■ Instructions for the task:
Write the entries out again. Every character must match.

■ Records supplied:
╔══

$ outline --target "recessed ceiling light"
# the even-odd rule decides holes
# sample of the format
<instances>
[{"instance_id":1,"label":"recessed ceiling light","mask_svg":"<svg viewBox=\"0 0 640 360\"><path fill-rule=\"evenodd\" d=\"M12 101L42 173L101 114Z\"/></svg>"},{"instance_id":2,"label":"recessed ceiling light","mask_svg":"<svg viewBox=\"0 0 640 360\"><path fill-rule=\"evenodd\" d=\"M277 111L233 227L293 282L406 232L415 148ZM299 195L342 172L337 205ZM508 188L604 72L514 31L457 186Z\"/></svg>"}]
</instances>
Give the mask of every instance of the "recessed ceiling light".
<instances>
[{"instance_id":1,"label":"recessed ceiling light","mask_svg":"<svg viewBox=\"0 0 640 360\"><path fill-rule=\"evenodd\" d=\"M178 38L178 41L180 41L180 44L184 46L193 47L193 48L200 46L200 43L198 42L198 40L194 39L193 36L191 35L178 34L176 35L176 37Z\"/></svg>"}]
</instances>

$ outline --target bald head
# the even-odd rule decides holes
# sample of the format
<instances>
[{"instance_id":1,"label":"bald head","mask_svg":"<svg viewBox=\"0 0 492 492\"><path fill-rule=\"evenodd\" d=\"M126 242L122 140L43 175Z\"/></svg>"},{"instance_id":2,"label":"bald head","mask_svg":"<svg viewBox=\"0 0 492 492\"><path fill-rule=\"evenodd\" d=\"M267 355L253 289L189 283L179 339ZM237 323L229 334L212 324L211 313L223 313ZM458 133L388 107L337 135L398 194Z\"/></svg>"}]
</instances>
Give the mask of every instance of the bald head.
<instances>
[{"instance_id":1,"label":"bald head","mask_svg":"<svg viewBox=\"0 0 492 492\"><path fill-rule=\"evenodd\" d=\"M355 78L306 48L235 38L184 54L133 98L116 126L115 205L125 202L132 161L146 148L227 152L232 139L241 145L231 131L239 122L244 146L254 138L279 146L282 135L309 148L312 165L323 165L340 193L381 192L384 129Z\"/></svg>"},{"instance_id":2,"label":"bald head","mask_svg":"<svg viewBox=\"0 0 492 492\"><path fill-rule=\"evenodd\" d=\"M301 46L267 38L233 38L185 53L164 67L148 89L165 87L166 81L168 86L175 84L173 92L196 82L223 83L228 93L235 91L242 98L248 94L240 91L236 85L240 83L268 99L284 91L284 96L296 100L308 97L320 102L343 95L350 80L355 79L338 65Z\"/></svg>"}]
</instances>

╚══

■ Solution for this exercise:
$ outline --target "recessed ceiling light"
# the even-odd rule decides holes
# sample of the format
<instances>
[{"instance_id":1,"label":"recessed ceiling light","mask_svg":"<svg viewBox=\"0 0 640 360\"><path fill-rule=\"evenodd\" d=\"M12 101L42 173L101 114Z\"/></svg>"},{"instance_id":2,"label":"recessed ceiling light","mask_svg":"<svg viewBox=\"0 0 640 360\"><path fill-rule=\"evenodd\" d=\"M277 111L233 227L293 282L406 232L415 148ZM299 195L342 172L337 205ZM508 188L604 72L514 31L457 186Z\"/></svg>"}]
</instances>
Give the mask of every instance of the "recessed ceiling light".
<instances>
[{"instance_id":1,"label":"recessed ceiling light","mask_svg":"<svg viewBox=\"0 0 640 360\"><path fill-rule=\"evenodd\" d=\"M178 38L178 41L180 41L180 44L184 46L193 47L193 48L200 46L200 43L198 42L198 40L194 39L193 36L191 35L178 34L176 35L176 37Z\"/></svg>"}]
</instances>

$ outline --target bald head
# the even-odd rule decides holes
# sample of the format
<instances>
[{"instance_id":1,"label":"bald head","mask_svg":"<svg viewBox=\"0 0 492 492\"><path fill-rule=\"evenodd\" d=\"M126 242L122 140L43 175Z\"/></svg>"},{"instance_id":2,"label":"bald head","mask_svg":"<svg viewBox=\"0 0 492 492\"><path fill-rule=\"evenodd\" d=\"M267 355L253 289L189 283L179 339ZM237 323L229 334L212 324L211 313L223 313ZM458 133L388 107L337 135L398 194Z\"/></svg>"}]
</instances>
Give the mask of every instance of the bald head.
<instances>
[{"instance_id":1,"label":"bald head","mask_svg":"<svg viewBox=\"0 0 492 492\"><path fill-rule=\"evenodd\" d=\"M355 78L306 48L235 38L184 54L133 98L116 126L115 205L125 202L132 161L146 148L227 152L232 139L241 145L231 131L239 122L244 146L254 138L279 146L282 135L309 148L312 165L323 165L340 193L381 192L384 129Z\"/></svg>"},{"instance_id":2,"label":"bald head","mask_svg":"<svg viewBox=\"0 0 492 492\"><path fill-rule=\"evenodd\" d=\"M301 46L267 38L233 38L185 53L164 67L148 89L165 87L166 81L168 86L175 84L173 92L196 82L223 83L228 93L235 91L242 98L248 94L240 91L236 85L240 83L268 99L284 91L284 96L296 100L308 97L320 102L343 95L350 80L355 79L338 65Z\"/></svg>"}]
</instances>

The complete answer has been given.